Extracted data

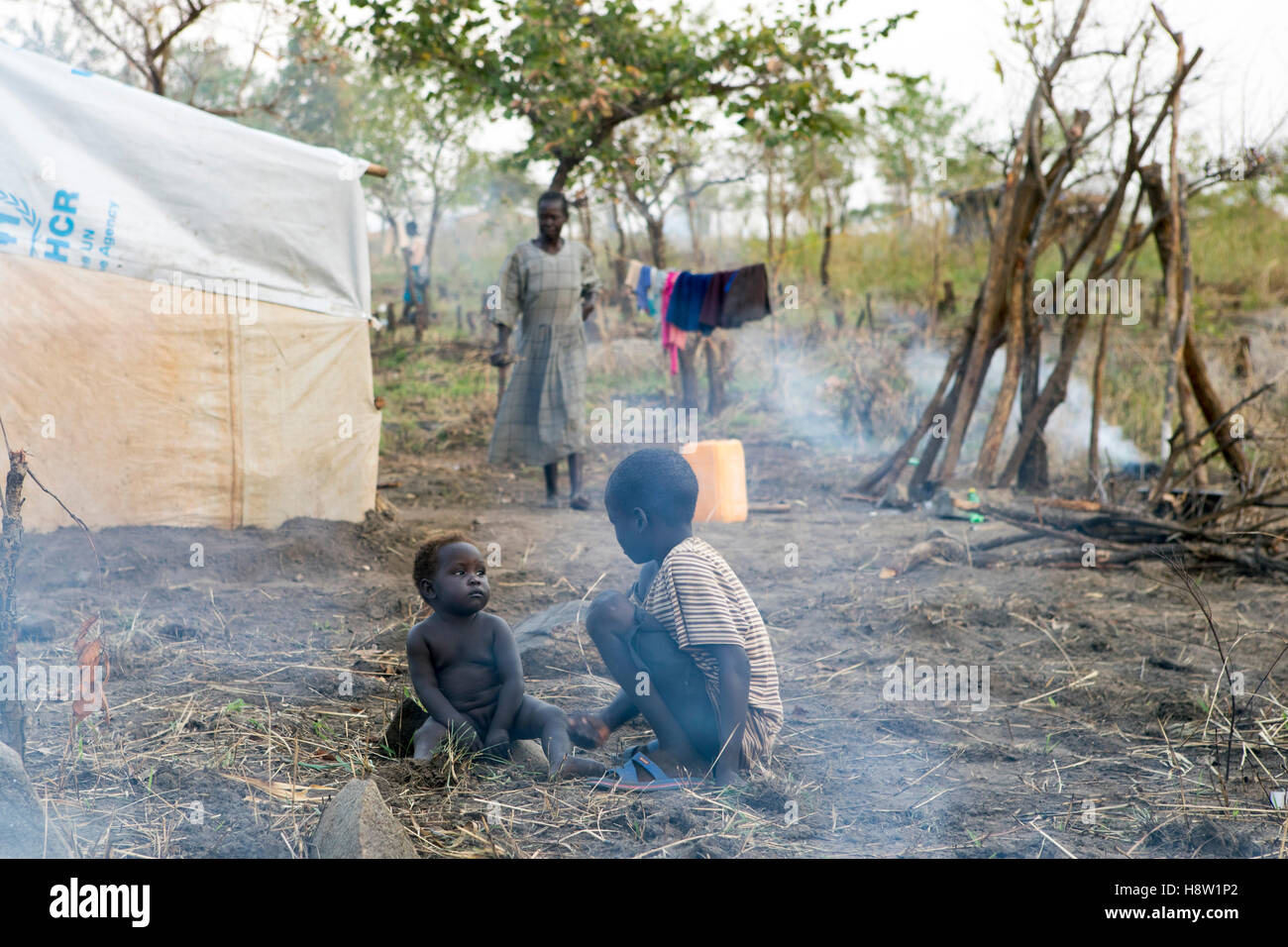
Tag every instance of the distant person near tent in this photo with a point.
(548, 287)
(415, 304)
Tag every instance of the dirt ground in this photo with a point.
(231, 723)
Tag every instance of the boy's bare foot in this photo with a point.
(588, 731)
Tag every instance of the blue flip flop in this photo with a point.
(627, 779)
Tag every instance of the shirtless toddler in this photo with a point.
(465, 665)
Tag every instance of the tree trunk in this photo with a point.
(1196, 369)
(1010, 381)
(1098, 382)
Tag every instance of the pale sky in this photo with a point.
(1241, 94)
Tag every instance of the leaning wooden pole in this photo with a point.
(12, 711)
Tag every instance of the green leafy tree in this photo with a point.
(580, 72)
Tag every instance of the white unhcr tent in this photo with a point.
(183, 311)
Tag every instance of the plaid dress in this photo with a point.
(542, 415)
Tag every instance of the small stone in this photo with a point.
(529, 755)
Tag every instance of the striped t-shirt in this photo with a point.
(700, 602)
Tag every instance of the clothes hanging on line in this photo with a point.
(686, 302)
(725, 299)
(643, 285)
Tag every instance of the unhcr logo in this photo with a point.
(196, 295)
(1087, 298)
(649, 425)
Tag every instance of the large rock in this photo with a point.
(360, 825)
(25, 831)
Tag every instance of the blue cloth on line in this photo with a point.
(642, 290)
(687, 298)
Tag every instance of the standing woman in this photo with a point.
(550, 283)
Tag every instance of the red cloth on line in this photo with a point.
(673, 338)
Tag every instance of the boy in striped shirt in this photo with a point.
(688, 646)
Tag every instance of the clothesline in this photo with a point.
(683, 302)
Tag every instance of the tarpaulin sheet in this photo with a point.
(183, 335)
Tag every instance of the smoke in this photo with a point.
(1067, 431)
(812, 403)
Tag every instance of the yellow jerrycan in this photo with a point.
(721, 474)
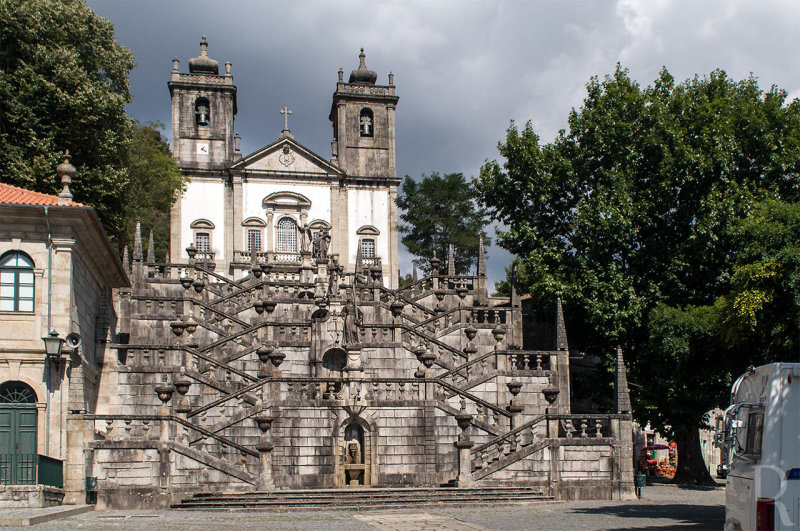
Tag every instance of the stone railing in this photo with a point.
(508, 443)
(272, 257)
(124, 427)
(584, 427)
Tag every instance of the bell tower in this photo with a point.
(203, 108)
(363, 124)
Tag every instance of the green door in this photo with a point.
(18, 427)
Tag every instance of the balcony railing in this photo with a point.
(31, 469)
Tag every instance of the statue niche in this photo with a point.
(354, 466)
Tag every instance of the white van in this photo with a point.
(761, 432)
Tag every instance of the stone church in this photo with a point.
(284, 195)
(273, 349)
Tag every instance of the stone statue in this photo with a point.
(305, 238)
(333, 279)
(321, 244)
(353, 453)
(351, 322)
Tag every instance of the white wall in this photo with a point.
(204, 200)
(254, 192)
(368, 207)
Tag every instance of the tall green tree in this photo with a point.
(64, 85)
(628, 215)
(154, 182)
(438, 211)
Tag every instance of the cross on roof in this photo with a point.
(286, 112)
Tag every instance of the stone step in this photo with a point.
(333, 499)
(362, 498)
(351, 505)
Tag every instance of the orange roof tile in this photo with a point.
(14, 195)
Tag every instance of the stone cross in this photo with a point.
(286, 112)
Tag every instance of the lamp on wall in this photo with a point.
(52, 345)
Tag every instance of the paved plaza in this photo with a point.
(663, 507)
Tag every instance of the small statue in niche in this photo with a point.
(353, 453)
(305, 238)
(352, 320)
(202, 115)
(322, 241)
(333, 278)
(366, 125)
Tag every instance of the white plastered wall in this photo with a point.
(204, 200)
(254, 192)
(368, 207)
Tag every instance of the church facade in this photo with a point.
(280, 199)
(273, 349)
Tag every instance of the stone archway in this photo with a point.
(354, 441)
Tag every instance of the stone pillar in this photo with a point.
(464, 444)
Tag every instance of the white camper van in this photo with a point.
(761, 431)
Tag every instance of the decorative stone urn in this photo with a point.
(164, 392)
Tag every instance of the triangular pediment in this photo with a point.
(286, 156)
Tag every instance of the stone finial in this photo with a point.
(66, 172)
(515, 300)
(623, 397)
(137, 243)
(125, 260)
(151, 250)
(286, 133)
(451, 261)
(481, 257)
(561, 329)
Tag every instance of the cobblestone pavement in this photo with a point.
(663, 507)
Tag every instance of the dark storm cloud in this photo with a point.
(463, 69)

Work to complete
Copy out the entries verbatim and leave the images out.

Reply
Tag every instance of the distant person near tent in this photo with a point.
(548, 287)
(415, 304)
Tag every instance of the dirt ground in this photo with a point.
(231, 723)
Tag every instance of the boy's bare foot in this photo with a point.
(588, 731)
Tag every instance of the blue flip flop in this photo with a point.
(627, 779)
Tag every instance of the shirtless toddler in this photo with a point.
(465, 665)
Tag every instance of the tree trunk in this photo with a point.
(1196, 369)
(1010, 381)
(1098, 382)
Tag every instance of the pale sky in this photo with a point.
(1241, 94)
Tag every instance of the leaning wooden pole in this photo with a point.
(12, 711)
Tag every instance of the green leafy tree in this photo with a point.
(580, 72)
Tag every instance of the white unhcr tent in this photo with a point.
(183, 311)
Tag every instance of the plaid dress in this photo with a point.
(542, 415)
Tag every instance of the small stone in this photo with a point.
(529, 755)
Tag every instance of the striped t-shirt in this photo with a point.
(700, 602)
Tag every instance of the clothes hanging on line in this photo with a point.
(686, 302)
(725, 299)
(643, 285)
Tag every instance of the unhcr logo in this photo with a point.
(196, 295)
(1087, 298)
(649, 425)
Tag every instance of the large rock in this photo with a point.
(360, 825)
(25, 831)
Tag every instance of the blue cloth on line in this photo with a point.
(642, 290)
(687, 298)
Tag every instance of the standing woman in this photo with a point.
(550, 283)
Tag every instance of the red cloth on line in this photo with a point.
(673, 338)
Tag every instance of the boy in striped shirt in this photo with a point.
(688, 646)
Tag every instance of the clothesline in this photo with a point.
(683, 302)
Tag every instance of the tarpaulin sheet in this photo with a point.
(183, 335)
Tag every instance of the smoke in this photo with a point.
(1067, 431)
(812, 403)
Tag every instance of the yellow jerrycan in this photo with a point.
(721, 474)
Tag every instance of the stone railing in this photo with a point.
(508, 443)
(272, 257)
(124, 427)
(584, 427)
Tag every instance of the bell tower in this photo with a point.
(203, 108)
(363, 124)
Tag every instance of the green door in this photo with a point.
(18, 427)
Tag every instance of the balcony railing in this photo with a point.
(31, 469)
Tag every instance of the statue niche in this photo with a point.
(354, 466)
Tag every instance of the white van in this photo with a point.
(761, 432)
Tag every instance of the stone church in this photo with a point.
(284, 195)
(273, 349)
Tag every instance of the stone statue in this photo with a point.
(305, 238)
(333, 279)
(321, 244)
(353, 453)
(351, 322)
Tag every instance of the white wall in this photo with a point.
(204, 200)
(254, 192)
(368, 207)
Tag every instance of the tall green tree in this photo with a point.
(64, 85)
(628, 215)
(154, 182)
(438, 211)
Tag every instance of the cross on roof in this photo with a point.
(286, 112)
Tag every instance of the stone step in this photo with a point.
(333, 499)
(362, 498)
(351, 505)
Tag every instance of the orange roof tile in this photo with a point.
(14, 195)
Tag every instance of the stone cross in this photo with a point.
(286, 112)
Tag every instance of the lamp on wall in this photo with a point.
(52, 345)
Tag every instance of the paved plaza in this photo with a point.
(663, 507)
Tag every instance of the small statue in niche in this photo with a point.
(353, 453)
(305, 238)
(352, 320)
(202, 115)
(322, 241)
(333, 278)
(366, 125)
Tag every instance of the white plastered wall in this photo with a point.
(204, 200)
(254, 192)
(368, 207)
Tag every instance of the church facade in this photo with a point.
(280, 199)
(273, 349)
Tag every instance of the stone archway in this photo with a point.
(354, 441)
Tag every instance of the stone pillar in this photo with a point.
(464, 444)
Tag every instance of the white camper van in this photo with a point.
(761, 431)
Tag every instance of the decorative stone urn in this photo with a point.
(164, 392)
Tag every instance of the triangular pediment in this photo with a point.
(286, 156)
Tag every instance of the stone finial in this photo with a point.
(66, 172)
(515, 300)
(623, 397)
(137, 243)
(125, 260)
(151, 250)
(286, 133)
(451, 261)
(481, 257)
(561, 329)
Tag every instance of the cobblestone pavement in this photo with a point.
(663, 507)
Tag every instance of the dark storm cloud in this photo with a point.
(463, 69)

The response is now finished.